*Selected text*.
▼▼▼
VATICAN CITY — Cardinal Robert Sarah has made a further impassioned plea not to weaken the mandatory celibacy rule for priests, saying it would be a catastrophe that would amount to an “attack on the Church and her mystery.”
In an exclusive Feb. 7 interview with the Register in advance of the publication later this month of the English edition of From the Depths of Our Hearts: Priesthood, Celibacy and the Crisis of the Catholic Church, his new book on the priesthood with Pope Emeritus Benedict XVI, the Guinean cardinal explains why he and Benedict wrote the book — namely to warn that separating celibacy from the priesthood, even just as an exception, would remove the priest’s imitation of Christ as spouse of the Church and turn her into a “mere human institution.”
And, in advance of next Wednesday’s release of Pope Francis’ post-apostolic exhortation on the Pan-Amazon synod, Cardinal Sarah, the prefect of the Congregation for Divine Worship and the Discipline of the Sacraments, also explains how the exception proposed at the synod is different to previous exceptions and the situation with the Eastern Churches, and he notes that even when there were married priests in the early Church, they lived chaste lives.
▲▲▲
[Records from a data source]
▼▼▼
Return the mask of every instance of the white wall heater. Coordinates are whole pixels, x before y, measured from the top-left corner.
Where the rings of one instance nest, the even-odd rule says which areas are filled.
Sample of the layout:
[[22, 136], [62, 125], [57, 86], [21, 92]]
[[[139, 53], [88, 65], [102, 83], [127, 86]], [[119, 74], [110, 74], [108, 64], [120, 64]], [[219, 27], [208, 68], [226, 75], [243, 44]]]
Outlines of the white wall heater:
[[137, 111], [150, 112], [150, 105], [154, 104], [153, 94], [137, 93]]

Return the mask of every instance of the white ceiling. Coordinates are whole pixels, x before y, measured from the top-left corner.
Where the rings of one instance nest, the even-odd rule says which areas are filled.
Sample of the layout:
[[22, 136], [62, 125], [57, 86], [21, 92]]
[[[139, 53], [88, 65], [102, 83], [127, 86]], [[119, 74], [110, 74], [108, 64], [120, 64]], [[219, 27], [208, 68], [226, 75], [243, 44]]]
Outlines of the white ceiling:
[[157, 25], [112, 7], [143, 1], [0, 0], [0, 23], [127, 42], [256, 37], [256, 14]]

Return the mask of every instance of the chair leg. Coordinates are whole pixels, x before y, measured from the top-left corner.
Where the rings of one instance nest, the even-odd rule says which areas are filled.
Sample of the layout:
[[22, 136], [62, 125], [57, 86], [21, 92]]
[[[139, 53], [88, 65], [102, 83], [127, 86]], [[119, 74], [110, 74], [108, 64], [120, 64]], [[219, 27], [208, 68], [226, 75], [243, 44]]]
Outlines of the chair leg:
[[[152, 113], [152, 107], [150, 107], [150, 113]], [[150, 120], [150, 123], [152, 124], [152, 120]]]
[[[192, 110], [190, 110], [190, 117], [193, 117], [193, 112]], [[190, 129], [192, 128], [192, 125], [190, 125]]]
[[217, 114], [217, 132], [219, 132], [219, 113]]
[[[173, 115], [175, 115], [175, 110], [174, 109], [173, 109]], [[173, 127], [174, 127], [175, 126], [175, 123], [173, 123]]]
▲▲▲
*What to do*.
In the article on Cardinal Sarah and priestly celibacy, what position does Cardinal Sarah hold?

*Answer box*.
He is the prefect of the Congregation for Divine Worship and the Discipline of the Sacraments.